- INSTRUCTIONS TO FOLLOW -
Quote the records in full and leave their pictures out.

START LISTED RECORDS

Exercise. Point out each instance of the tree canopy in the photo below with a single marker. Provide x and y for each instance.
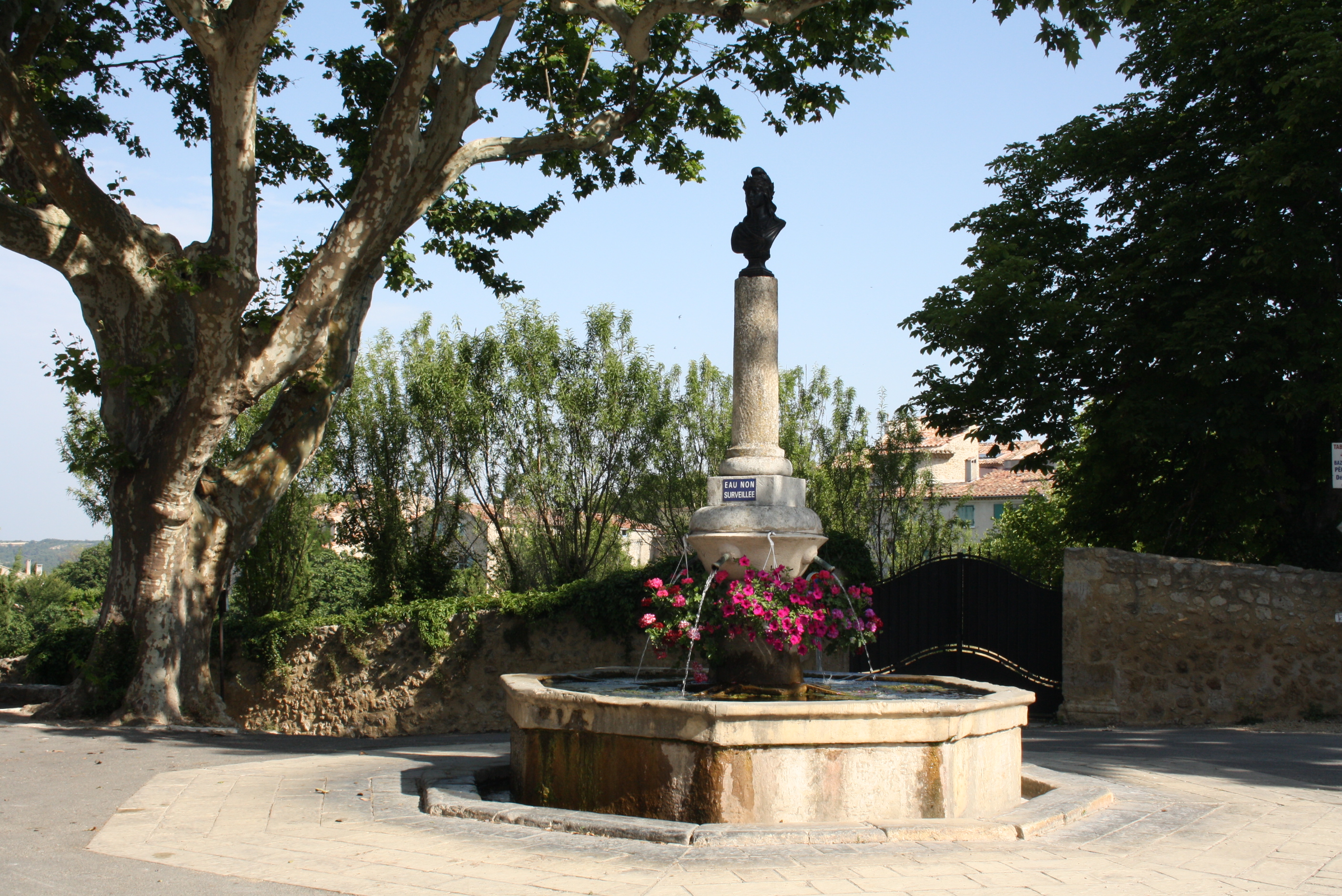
(1157, 292)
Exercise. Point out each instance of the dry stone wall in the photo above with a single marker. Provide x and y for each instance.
(386, 683)
(1167, 640)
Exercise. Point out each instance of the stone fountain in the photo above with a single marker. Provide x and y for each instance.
(757, 509)
(951, 754)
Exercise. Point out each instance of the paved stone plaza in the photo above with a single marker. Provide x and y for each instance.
(343, 816)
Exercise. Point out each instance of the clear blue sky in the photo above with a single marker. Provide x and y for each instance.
(869, 198)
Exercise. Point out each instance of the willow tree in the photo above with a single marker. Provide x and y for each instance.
(186, 337)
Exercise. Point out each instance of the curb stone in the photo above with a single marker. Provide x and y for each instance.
(1050, 800)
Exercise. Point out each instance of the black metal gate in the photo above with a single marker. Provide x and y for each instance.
(972, 618)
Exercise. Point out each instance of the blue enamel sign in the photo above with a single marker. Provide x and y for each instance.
(739, 489)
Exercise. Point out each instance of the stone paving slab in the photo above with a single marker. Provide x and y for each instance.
(352, 824)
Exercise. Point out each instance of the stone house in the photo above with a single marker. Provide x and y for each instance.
(977, 488)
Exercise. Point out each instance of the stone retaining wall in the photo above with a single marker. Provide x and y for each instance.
(387, 683)
(1167, 640)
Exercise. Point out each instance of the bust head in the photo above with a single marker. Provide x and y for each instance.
(759, 191)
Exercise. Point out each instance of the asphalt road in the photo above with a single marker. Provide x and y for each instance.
(1312, 758)
(57, 785)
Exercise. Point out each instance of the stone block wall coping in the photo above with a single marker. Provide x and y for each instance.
(733, 723)
(1050, 800)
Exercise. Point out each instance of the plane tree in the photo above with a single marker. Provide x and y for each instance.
(187, 337)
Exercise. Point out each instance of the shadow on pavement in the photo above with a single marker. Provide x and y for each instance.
(1314, 760)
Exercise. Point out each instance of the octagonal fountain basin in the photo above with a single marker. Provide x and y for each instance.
(894, 746)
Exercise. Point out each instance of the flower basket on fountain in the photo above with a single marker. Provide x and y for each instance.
(755, 631)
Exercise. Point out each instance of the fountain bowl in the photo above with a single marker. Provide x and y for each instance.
(709, 761)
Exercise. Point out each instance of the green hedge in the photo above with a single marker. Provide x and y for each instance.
(607, 608)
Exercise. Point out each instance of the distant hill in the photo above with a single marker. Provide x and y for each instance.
(50, 552)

END LISTED RECORDS

- THE ANSWER -
Exercise. Point out each instance of the tree canopy in the photo below with a single marker. Provide x and y for each instance.
(1157, 292)
Exercise. Point out each instance of the dry stone wall in the photo above with a single marker. Provide x and y for each instance.
(386, 683)
(1167, 640)
Exercise. Point out each instance of the stone fountain in the photo above with a single marker. Provide x and y for each instance.
(757, 509)
(951, 754)
Exercise. Point out each instance of the paved stone plaza in the photo above with a single marker. Provide x and y for each instance.
(343, 816)
Exercise. Point out each instance of the clear blue sky in the photo above with a single marker. Provide x and y for each instance.
(869, 198)
Exercise. Point out each instance of the willow tree in the photo above with a single marker. Provide x and y for each instance.
(186, 337)
Exercise. Point out each instance of the curb stone in the photo above with a single marker. Provide x and y for each instance.
(1050, 800)
Exercise. Point out each instance of the black metal gate in the photo above with a single marker. Provide x and y for each instance.
(972, 618)
Exercise. Point out each instance of the blue enamel sign in the photo above with a single marker. Provide x and y for each instance.
(739, 489)
Exercise. Point out each instance of the stone paving slab in the photo above with a single marker. Provide x and y for each instance.
(352, 824)
Exercise. Point out each instance of the stone house in the photo above with a single marker. Provide x and y for each instance.
(977, 488)
Exercise. Point out each instance of the stone retaining wall in the photo above with a single marker. Provide x and y for each instance.
(387, 683)
(1167, 640)
Exercise. Point out each instance of the bust head in the photo above with a single marker. Provide x and y for each instance.
(759, 191)
Exercise. Point out each instance of the asphalt road in the photo above with a single marker. Provide x and y for each instance.
(1312, 758)
(57, 785)
Exercise. Point out each instance of the stone block wall coping in the photo above with a single marker. Provide x and y for each instance.
(733, 723)
(1050, 800)
Exercise. Point out each instance of the plane tree in the photo above with a single marker. Provide x and y for each instance.
(187, 337)
Exercise. Point out each instance of the shadow on pavement in the photo above with a single marker. Provide x and y for each instance.
(1314, 760)
Exercise. Point out each instance of the octagonal fountain basin in the photo above with a single marker. Provide x and y for each instance.
(894, 746)
Exercise. Point out each instance of the flower basket on fountain in the photo above with a single marker. Provide x and y for each instance.
(755, 631)
Exercise. Point out each instance of the fountain bowl in the photo above with a single marker. Provide x and y for each instance.
(709, 761)
Exercise. Point out each instance of the green hedge in the photo above with a single marker. Provide x and y for each instance.
(607, 608)
Exercise. Point out each instance of the distant hill in the photo above with a single marker. Provide x and y for each instance.
(50, 552)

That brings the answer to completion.